>> start Document section

[Fwd: comments on current version BLD document: symbols, datatypes, semantics] from Jos de Bruijn on 2007-10-09 (public-rif-wg@w3.org from October 2007)

From: Jos de Bruijn <debruijn@inf.unibz.it>
Date: Tue, 09 Oct 2007 17:05:36 +0200
To: RIF <public-rif-wg@w3.org>
Message-ID: <470B98C0.8070403@inf.unibz.it>
I realized I should probably send these comments to the list, and not
just to Michael.....

-------- Original Message --------
Subject: comments on current version BLD document: symbols, datatypes,
semantics
Date: Tue, 09 Oct 2007 16:30:05 +0200
From: Jos de Bruijn <debruijn@inf.unibz.it>
To: Michael Kifer <kifer@cs.sunysb.edu>

Hi Michael,

Sorry for the late comments on the current version of the document.
I've been a bit ill over the last days.

I divided my comments into two parts: editorial/readability and language
definition.

best, Jos

Some editorial comments and suggestions for improving readability:
- Section "symbols and symbol spaces":
1- I'm not entirely comfortable with the structure.  This section
already mentions connectives and quantifiers (in the first paragraph),
but does not define formulas (conditions). Then, the section
"presentation syntax" defines formulas.  I would propose to make the
following changes: remove the references to the connectives and
quantifiers in the symbols section, move the definition of "well-formed
condition formulas to the next section", and rename the "presentation
syntax" section it something like "Conditions", because this is in fact
the sections in which conditions are defined (using the presentation
syntax).

2- regarding the structure of this particular section: constants are
introduced in the first paragraph, and (a couple of pages) later
re-defined as pairs of literals and symbol spaces.  I think this
duplication (off definition) is unnecessary and confusing.  I would
propose to do the following: move the definition of constant symbols as
pairs (including symbol spaces) to the front, before the definition of
terms, and create a new subsection "Constant symbols" (or similar) for
these definitions.  I would also propose to create a subsection for the
signatures and well-formed terms and formulas.
I think that the document would become a little easier to read.

3- for readability, I think that, when introducing variables, their
(presentation) syntax should also be given

4- "symbol spaces", first paragraph: "long" -> "string" (since long is
not such a common datatype; at least not as common as string)

5- "symbol spaces", fourth paragraph: it is not entirely clear what is
meant with "RIF mandates the following symbol spaces".  I would propose
to rephrase it to something like "RIF-compliant implementations must
support the following symbol spaces".  Furthermore, I would propose to
move this sentence (about supporting symbol spaces) to after the
introduction of the individual symbol spaces; I believe this will
improve readability.

>> end Document section
>> start Extracted entries

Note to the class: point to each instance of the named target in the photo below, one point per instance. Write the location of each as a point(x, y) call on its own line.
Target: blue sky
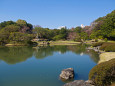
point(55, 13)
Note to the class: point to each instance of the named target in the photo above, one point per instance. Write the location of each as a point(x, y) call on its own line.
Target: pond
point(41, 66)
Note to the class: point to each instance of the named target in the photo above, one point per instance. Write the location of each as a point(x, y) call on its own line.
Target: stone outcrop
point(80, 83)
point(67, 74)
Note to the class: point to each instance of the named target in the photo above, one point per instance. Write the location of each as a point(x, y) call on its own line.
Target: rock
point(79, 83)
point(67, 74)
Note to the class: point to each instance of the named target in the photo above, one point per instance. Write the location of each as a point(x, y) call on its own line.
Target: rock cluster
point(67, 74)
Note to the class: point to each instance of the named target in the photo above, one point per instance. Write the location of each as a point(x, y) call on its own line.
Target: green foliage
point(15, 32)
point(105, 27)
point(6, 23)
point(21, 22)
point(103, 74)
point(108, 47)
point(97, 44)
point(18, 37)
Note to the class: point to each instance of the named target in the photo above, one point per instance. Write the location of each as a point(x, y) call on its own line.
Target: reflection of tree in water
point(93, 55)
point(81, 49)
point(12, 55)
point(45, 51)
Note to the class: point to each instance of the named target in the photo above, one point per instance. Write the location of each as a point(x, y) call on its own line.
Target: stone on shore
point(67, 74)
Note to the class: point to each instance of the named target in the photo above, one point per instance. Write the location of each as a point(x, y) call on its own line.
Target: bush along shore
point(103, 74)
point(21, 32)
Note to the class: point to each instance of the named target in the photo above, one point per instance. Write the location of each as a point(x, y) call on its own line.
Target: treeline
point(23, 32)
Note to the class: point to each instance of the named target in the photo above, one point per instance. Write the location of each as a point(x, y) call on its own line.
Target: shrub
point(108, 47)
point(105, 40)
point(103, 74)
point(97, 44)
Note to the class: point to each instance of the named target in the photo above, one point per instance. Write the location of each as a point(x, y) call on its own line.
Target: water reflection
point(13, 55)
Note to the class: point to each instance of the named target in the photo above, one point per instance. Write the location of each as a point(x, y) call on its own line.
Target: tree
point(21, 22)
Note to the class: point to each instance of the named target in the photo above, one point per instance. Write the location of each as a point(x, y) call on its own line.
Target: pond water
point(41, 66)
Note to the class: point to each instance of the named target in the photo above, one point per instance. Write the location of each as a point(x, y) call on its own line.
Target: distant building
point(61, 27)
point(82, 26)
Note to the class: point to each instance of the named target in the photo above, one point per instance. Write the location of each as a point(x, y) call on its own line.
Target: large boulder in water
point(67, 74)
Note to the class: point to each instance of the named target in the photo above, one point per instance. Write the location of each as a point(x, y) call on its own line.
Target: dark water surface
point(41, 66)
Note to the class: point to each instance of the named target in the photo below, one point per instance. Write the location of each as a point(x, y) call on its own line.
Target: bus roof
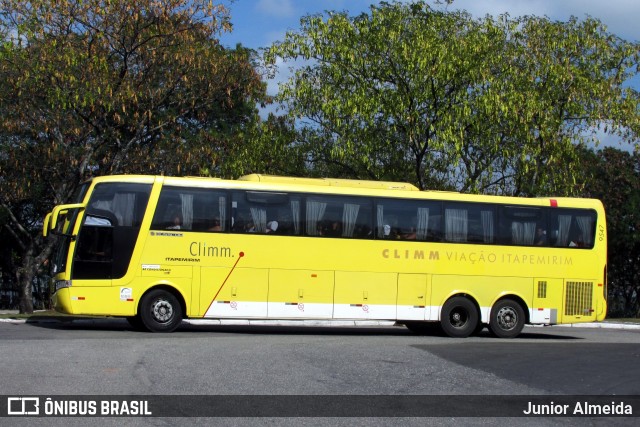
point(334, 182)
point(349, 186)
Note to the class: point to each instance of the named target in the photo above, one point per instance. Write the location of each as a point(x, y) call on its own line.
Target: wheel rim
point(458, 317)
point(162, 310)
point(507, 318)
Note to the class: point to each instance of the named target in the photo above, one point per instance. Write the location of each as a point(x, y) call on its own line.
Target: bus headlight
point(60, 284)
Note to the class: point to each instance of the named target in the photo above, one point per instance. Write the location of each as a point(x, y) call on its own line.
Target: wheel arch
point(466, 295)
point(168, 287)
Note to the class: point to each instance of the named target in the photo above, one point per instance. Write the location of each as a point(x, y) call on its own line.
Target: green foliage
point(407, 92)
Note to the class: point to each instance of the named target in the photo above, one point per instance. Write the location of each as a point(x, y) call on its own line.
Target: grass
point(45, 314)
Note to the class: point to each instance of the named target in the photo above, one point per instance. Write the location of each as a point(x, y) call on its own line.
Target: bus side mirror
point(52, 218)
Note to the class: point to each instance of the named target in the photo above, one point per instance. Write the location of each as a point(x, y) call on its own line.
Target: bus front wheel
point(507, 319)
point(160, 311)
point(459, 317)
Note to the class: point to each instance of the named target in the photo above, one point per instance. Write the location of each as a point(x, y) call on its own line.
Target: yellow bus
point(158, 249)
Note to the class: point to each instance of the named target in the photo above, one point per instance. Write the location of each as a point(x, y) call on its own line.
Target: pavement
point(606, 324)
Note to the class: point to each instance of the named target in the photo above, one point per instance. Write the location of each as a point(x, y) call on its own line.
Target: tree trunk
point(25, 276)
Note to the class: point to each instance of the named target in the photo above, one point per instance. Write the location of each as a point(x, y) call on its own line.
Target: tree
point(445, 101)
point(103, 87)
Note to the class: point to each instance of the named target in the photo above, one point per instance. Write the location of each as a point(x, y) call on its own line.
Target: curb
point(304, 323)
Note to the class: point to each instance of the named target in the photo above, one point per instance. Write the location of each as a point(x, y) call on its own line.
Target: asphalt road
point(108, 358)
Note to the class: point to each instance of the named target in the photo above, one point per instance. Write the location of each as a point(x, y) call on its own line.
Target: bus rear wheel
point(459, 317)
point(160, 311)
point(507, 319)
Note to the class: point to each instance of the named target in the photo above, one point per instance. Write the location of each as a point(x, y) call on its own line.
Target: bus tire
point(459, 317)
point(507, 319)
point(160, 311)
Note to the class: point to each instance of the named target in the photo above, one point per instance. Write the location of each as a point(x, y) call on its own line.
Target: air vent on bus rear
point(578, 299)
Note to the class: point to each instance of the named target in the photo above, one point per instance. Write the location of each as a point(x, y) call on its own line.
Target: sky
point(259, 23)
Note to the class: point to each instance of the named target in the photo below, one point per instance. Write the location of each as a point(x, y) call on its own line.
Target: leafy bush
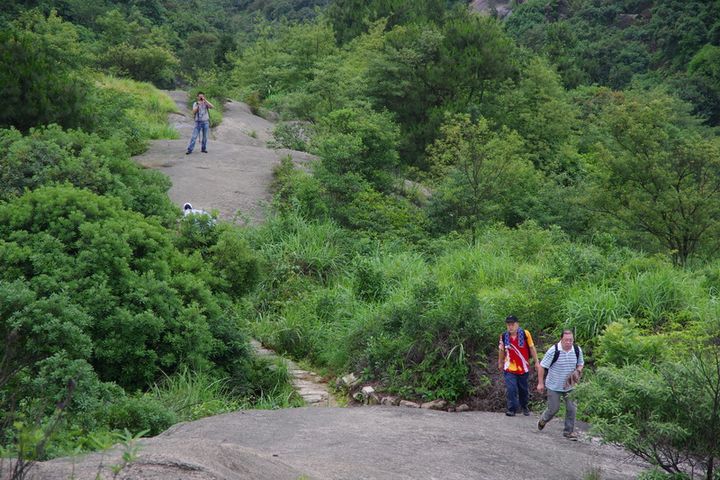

>> end Extracted entries

Requests:
A. Give the BLD comments email again, starting at "[Fwd: comments on" and ending at "from October 2007)", and switch "datatypes" to "data types".
B. In the BLD comments email, what term is proposed to replace "long" in the first paragraph of "symbol spaces"?

Answers below:
A.
[Fwd: comments on current version BLD document: symbols, data types, semantics] from Jos de Bruijn on 2007-10-09 (public-rif-wg@w3.org from October 2007)

B. "string", because long is not as common a datatype as string.